◆ Short task
Word for word, print each line of the listing below; pictures stay out.

◆ Extracted records
====================
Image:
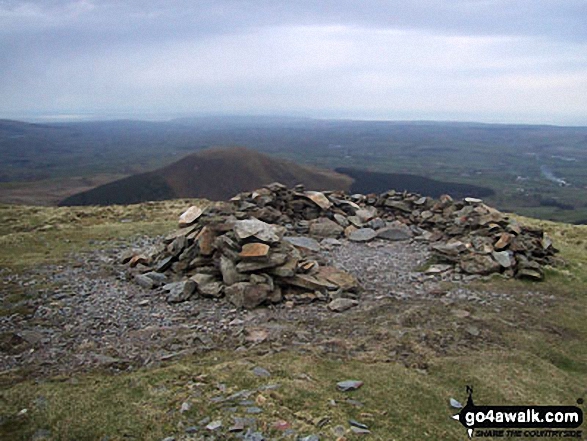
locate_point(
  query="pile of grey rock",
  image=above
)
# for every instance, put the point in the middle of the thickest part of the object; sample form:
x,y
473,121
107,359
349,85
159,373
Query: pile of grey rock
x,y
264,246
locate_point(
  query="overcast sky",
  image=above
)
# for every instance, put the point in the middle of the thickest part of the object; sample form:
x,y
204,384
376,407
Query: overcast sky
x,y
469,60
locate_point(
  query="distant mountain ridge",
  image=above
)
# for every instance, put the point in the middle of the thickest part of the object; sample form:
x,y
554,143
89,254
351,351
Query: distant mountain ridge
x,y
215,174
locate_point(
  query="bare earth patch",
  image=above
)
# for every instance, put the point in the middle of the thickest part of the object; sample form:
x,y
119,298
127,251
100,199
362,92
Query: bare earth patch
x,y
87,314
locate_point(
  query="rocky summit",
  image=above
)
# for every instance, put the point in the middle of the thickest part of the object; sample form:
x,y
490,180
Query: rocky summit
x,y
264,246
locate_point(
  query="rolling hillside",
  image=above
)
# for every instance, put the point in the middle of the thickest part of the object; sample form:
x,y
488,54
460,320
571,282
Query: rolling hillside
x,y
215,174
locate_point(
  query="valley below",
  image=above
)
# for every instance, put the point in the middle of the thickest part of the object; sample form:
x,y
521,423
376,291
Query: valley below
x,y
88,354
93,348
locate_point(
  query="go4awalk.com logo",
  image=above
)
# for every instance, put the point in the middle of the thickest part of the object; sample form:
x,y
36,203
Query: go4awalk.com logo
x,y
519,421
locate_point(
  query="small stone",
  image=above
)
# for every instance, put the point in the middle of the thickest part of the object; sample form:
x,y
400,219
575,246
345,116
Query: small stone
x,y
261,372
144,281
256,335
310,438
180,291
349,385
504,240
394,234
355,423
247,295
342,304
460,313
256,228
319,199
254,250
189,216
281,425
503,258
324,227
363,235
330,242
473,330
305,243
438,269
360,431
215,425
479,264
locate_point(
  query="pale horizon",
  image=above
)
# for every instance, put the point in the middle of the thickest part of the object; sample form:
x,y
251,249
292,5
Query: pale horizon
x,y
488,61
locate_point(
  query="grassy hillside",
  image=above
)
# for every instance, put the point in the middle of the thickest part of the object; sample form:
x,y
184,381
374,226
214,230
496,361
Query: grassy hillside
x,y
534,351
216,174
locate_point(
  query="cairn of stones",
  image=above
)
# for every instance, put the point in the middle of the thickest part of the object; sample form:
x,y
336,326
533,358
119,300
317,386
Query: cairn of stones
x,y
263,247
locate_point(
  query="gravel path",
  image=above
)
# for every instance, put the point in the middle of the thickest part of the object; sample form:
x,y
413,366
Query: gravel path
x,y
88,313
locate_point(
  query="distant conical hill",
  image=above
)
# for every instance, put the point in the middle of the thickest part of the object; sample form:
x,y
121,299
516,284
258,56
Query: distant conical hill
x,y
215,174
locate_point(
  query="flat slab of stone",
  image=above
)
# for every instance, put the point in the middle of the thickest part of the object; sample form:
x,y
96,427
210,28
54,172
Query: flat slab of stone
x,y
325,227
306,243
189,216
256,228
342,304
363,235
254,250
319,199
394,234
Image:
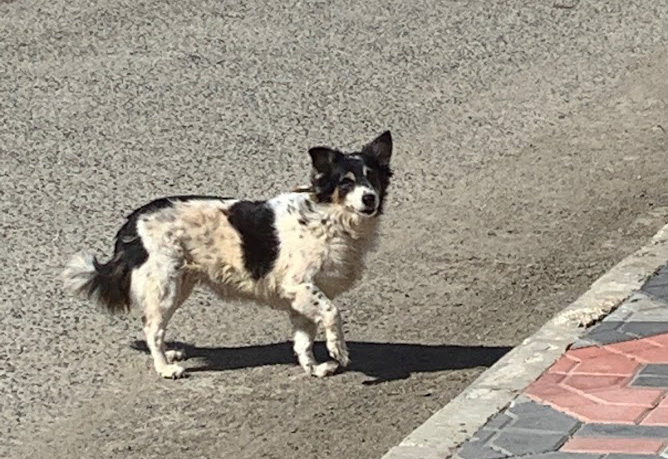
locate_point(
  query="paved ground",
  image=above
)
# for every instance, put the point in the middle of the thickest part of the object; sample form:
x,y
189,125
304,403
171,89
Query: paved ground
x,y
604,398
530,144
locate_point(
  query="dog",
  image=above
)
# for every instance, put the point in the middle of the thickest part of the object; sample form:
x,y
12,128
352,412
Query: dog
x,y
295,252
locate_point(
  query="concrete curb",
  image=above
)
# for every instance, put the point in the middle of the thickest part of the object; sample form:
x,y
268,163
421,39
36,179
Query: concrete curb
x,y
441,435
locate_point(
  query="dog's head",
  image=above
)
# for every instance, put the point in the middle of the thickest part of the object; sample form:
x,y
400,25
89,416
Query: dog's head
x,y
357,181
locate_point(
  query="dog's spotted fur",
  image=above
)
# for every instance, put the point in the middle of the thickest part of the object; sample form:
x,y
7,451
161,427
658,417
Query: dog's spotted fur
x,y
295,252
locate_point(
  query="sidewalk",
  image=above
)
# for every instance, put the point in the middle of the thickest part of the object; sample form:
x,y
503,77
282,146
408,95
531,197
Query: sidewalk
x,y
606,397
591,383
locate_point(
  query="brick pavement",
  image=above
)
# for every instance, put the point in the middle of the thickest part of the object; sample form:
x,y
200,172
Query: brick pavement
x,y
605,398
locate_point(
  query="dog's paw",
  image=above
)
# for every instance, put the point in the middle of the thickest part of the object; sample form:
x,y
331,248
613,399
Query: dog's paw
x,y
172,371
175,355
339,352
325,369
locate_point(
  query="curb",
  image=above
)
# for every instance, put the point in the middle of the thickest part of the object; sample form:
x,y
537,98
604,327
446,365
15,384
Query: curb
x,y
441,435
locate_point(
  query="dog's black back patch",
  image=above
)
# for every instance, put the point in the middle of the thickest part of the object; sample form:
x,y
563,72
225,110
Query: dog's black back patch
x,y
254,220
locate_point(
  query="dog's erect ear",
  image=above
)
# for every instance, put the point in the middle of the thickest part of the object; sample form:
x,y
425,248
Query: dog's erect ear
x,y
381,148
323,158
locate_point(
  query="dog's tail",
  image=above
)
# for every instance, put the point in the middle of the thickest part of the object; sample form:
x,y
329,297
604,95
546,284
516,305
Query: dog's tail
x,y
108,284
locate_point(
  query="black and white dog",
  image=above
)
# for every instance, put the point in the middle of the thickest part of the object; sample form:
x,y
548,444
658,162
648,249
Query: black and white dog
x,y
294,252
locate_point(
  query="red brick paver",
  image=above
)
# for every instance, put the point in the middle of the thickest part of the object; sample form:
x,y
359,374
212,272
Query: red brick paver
====================
◆ Solution for this exercise
Image:
locate_point(
  query="pile of grey rock",
  image=above
)
# for every instance, put the point in the middle of the thickest part of the object; sample form:
x,y
473,121
107,359
349,85
159,373
Query: pile of grey rock
x,y
264,246
locate_point(
  query="overcast sky",
  image=above
)
# for every instance, put the point in the middle of the thickest part of the object; sample form:
x,y
204,384
376,407
Query: overcast sky
x,y
469,60
locate_point(
  query="distant mountain ridge",
  image=above
)
# for every instance, put the point in the middle of the thickest part of the object; sample form:
x,y
554,143
89,254
351,351
Query: distant mountain ridge
x,y
215,174
locate_point(
  query="bare earth patch",
  image=above
)
# for every instance, put the point in the middle of the thickest part of the object; sample form:
x,y
119,298
127,251
100,199
362,92
Query: bare earth patch
x,y
87,314
locate_point(
  query="rocky summit",
  image=above
)
# for every instance, put the point in the middle of the thickest part of the object; sample form:
x,y
490,180
Query: rocky summit
x,y
264,246
locate_point(
  query="rolling hillside",
  image=above
)
# for every instance, put the point in the middle of the thickest part of the object; sample form:
x,y
488,54
460,320
571,282
Query: rolling hillside
x,y
215,174
locate_point(
  query="valley below",
  image=above
)
# for every instance, put the point in the middle of the thickest part of the object; sample form:
x,y
521,423
376,291
Query: valley below
x,y
88,354
93,348
locate_point(
  query="go4awalk.com logo",
  image=above
)
# for every instance, put the point in the middle of the thickest part of the object; sample form:
x,y
36,203
Query: go4awalk.com logo
x,y
519,421
locate_point(
  query="small stone",
  image=above
)
# for every instance, put the point in the middle of the thickest part of the object; sample form:
x,y
400,219
575,246
345,116
Query: small stone
x,y
261,372
144,281
256,335
310,438
180,291
349,385
504,240
394,234
355,423
247,295
342,304
460,313
256,228
319,199
254,250
189,216
281,425
503,258
324,227
363,235
330,242
473,330
305,243
438,269
360,431
215,425
479,264
locate_point(
  query="pale horizon",
  image=above
)
# for every instance, put the point in the middle of the thickest part of the object; sample form:
x,y
251,249
292,5
Query: pale horizon
x,y
488,61
locate_point(
  query="grassy hillside",
  image=above
)
# for every instance, put the point in the middle of the thickest part of the object; sample form:
x,y
184,381
374,226
214,230
496,361
Query: grassy hillside
x,y
534,351
216,174
locate_point(
  query="cairn of stones",
  image=above
)
# for every instance, put the point in the middle of the thickest part of the object; sample form:
x,y
336,326
533,358
119,300
317,386
Query: cairn of stones
x,y
263,247
locate_point(
  query="gravel path",
  image=above
)
# for every instance, put the point in the middle of the thickest part of the object; sample form:
x,y
413,366
Query: gravel path
x,y
88,313
locate_point(
  query="distant conical hill",
  image=above
)
# for every instance, put the point in the middle of the thickest part of the object; sample form:
x,y
121,299
516,284
258,56
Query: distant conical hill
x,y
215,174
locate_point(
  query="flat slab of stone",
  image=above
)
# for every instance, put the point in the middle of the thickest part of the object; sample form:
x,y
96,427
210,28
54,172
Query: flat slab of stone
x,y
325,227
306,243
189,216
256,228
342,304
363,235
254,250
319,199
394,234
Image:
locate_point(
  query="paved ground",
  image=above
)
# for every instance, put the point in the middle of the thickest part of the object; sample form:
x,y
189,125
304,403
171,89
Query: paved ground
x,y
604,398
530,144
locate_point(
  query="dog",
  image=above
)
# for every instance, put the point in the middle of the thickest part of the object; sample form:
x,y
12,128
352,412
Query: dog
x,y
295,252
locate_point(
  query="concrete curb",
  image=above
)
# for every instance, put the point in the middle of the thickest part of the object; sample form:
x,y
268,163
421,39
36,179
Query: concrete curb
x,y
441,435
locate_point(
  query="dog's head",
  image=above
)
# for every instance, put the point in the middle of the thickest part of the object; sample form:
x,y
400,25
89,416
Query: dog's head
x,y
357,181
locate_point(
  query="dog's spotted fur",
  image=above
)
# for every instance, put the point in the middle of the thickest part of the object; sample form:
x,y
7,451
161,427
658,417
Query: dog's spotted fur
x,y
295,252
locate_point(
  query="sidewalk",
  image=above
)
# for every instance, put the point in the middle of the thickest part of the object; sample form:
x,y
503,77
282,146
408,95
531,197
Query: sidewalk
x,y
606,397
591,383
locate_point(
  query="brick pavement",
  image=above
)
# for every instance, put the point in the middle of the thickest part of the object; sample form:
x,y
200,172
Query: brick pavement
x,y
605,398
locate_point(
  query="dog's paw",
  image=above
)
# for every instance, put the point in the middle of the thickest part of the object; sample form:
x,y
331,248
613,399
Query: dog's paw
x,y
172,371
175,355
339,352
325,369
locate_point(
  query="curb",
  image=above
)
# for every instance, put the point in the middle of the thickest part of the object; sample form:
x,y
537,98
604,327
446,365
15,384
Query: curb
x,y
441,435
locate_point(
  query="dog's black back patch",
  image=above
)
# for every instance, put the point in the middle of the thickest part of the object; sample form:
x,y
563,72
225,110
Query: dog's black back patch
x,y
254,220
locate_point(
  query="dog's erect ear",
  image=above
)
# for every instance, put the point in the middle of the thickest part of the object; sample form:
x,y
425,248
Query: dog's erect ear
x,y
381,148
323,158
locate_point(
  query="dog's tail",
  image=above
)
# for every instance, put the point in the middle of the thickest part of the object; sample form:
x,y
329,297
604,95
546,284
516,305
Query: dog's tail
x,y
108,284
locate_point(
  query="black and white dog",
  image=above
)
# for every instance, put the point in the middle of the thickest part of the object; sample form:
x,y
548,444
658,162
648,249
Query: black and white dog
x,y
294,252
locate_point(
  query="red brick paver",
  image=above
)
# for every instance, put the point in the middle of the thickest part of the object; sample form:
x,y
359,374
212,272
Query: red brick paver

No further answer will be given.